> _Activity 1_
In the text about the film Farmageddon, reproduce the passage between "Farmageddon is a" and "local food interests.", inclusive, swapping "Sisson Museum" for "community center".
> _Activity 2_
According to the text about the film Farmageddon, in what year had the farmer been raided before?
> _Activity 3_
The text about the film Farmageddon names interests that the documentary will speak to. List all of them.

In brief, what happened was that a farmer created a private, not public, group of consenting adults who leased his land and animals, thereby owning the milk, eggs, and veggies produced. The farmer was paid to maintain land and animals and package the products for the owners. He had been raided before in 2005, and was shown to have had all of the required legal papers. At most, it could only be found that he was operating without a business license. Nonetheless, the farmer was charged with several felonies.
Events such as the one just described have created so much national concern that Kristin Canty has produced a film, Farmageddon, to bring attention to the issue. According to Los Angeles Times movie reviewer Kevin Thomas, "Farmageddon" is well-titled. It's an eye-popping wake-up call revealing how the USDA and FDA have increasingly waged war on America's small farmers even when they can prove they are contributing healthful products to our food supply.”
In interviewing farmers and agricultural experts on all sides of the issue, Canty suggests that corporate agriculture exerts tremendous political pressure on governmental regulation agencies to the disadvantage of small farmers, even though diseases in the food supply chain occur almost always within big industry.
Farmageddon is a must-see film for anyone interested in issues of local, community produced food. If you are interested in backyard gardening, Farmer’s Markets, or local food cooperatives, this documentary will speak to you. A free showing will be offered on Saturday, April 21st at 6:30 PM at the Sisson Museum in Mount Shasta. Plan to arrive a little early with a plate of potluck finger food, as there will be time before the film for “grazing and visiting.” There will also be a moderated panel discussion after the film to talk about positive ways in which our community can safeguard our local food interests.
One of the things that might be productive to discuss at this event is the feasibility of a Local Food and Community Self-Governing Ordinance. Such an Ordinance would state the right of local persons to access and produce food, as well as the right to own livestock in accordance with local zoning regulations.
Several areas in California have already crafted such documents and the timing might be right for our area to begin to move in a similar direction.

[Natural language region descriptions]
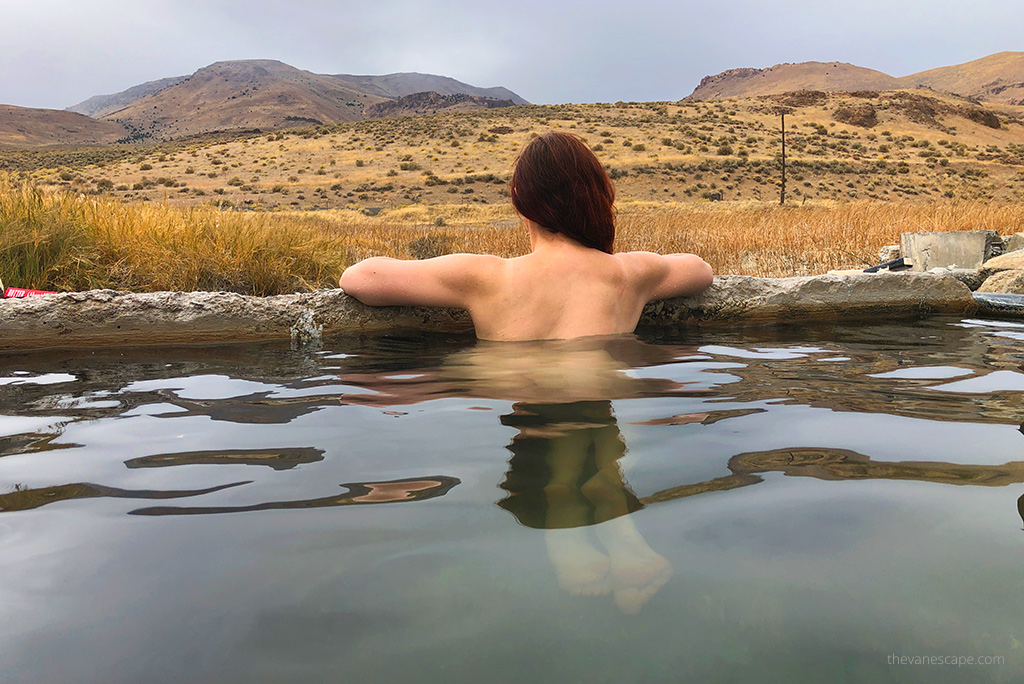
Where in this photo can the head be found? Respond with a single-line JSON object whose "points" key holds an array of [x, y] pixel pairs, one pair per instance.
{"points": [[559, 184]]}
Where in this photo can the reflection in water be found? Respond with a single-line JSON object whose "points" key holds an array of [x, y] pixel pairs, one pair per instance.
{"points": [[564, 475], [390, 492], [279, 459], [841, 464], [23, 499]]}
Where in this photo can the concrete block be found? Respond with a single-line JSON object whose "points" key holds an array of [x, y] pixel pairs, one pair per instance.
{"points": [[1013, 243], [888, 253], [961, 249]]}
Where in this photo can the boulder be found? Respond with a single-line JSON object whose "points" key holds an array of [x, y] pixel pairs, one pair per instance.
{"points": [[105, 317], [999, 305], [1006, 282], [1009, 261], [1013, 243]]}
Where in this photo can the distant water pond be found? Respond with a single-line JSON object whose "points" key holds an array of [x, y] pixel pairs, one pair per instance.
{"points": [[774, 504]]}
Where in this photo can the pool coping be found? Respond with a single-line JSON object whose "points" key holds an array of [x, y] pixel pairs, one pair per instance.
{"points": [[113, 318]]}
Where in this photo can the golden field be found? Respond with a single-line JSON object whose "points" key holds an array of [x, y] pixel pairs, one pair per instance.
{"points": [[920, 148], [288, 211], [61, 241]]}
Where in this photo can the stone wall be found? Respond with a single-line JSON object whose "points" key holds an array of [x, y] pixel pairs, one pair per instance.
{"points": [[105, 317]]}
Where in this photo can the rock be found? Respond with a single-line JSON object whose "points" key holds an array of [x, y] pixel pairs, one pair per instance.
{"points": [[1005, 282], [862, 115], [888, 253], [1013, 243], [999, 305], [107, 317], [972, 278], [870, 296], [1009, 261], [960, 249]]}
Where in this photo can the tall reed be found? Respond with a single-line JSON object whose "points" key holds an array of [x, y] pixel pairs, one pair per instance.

> _Expected output 1_
Farmageddon is a must-see film for anyone interested in issues of local, community produced food. If you are interested in backyard gardening, Farmer’s Markets, or local food cooperatives, this documentary will speak to you. A free showing will be offered on Saturday, April 21st at 6:30 PM at the community center in Mount Shasta. Plan to arrive a little early with a plate of potluck finger food, as there will be time before the film for “grazing and visiting.” There will also be a moderated panel discussion after the film to talk about positive ways in which our community can safeguard our local food interests.

> _Expected output 2_
2005

> _Expected output 3_
backyard gardening, Farmer’s Markets, local food cooperatives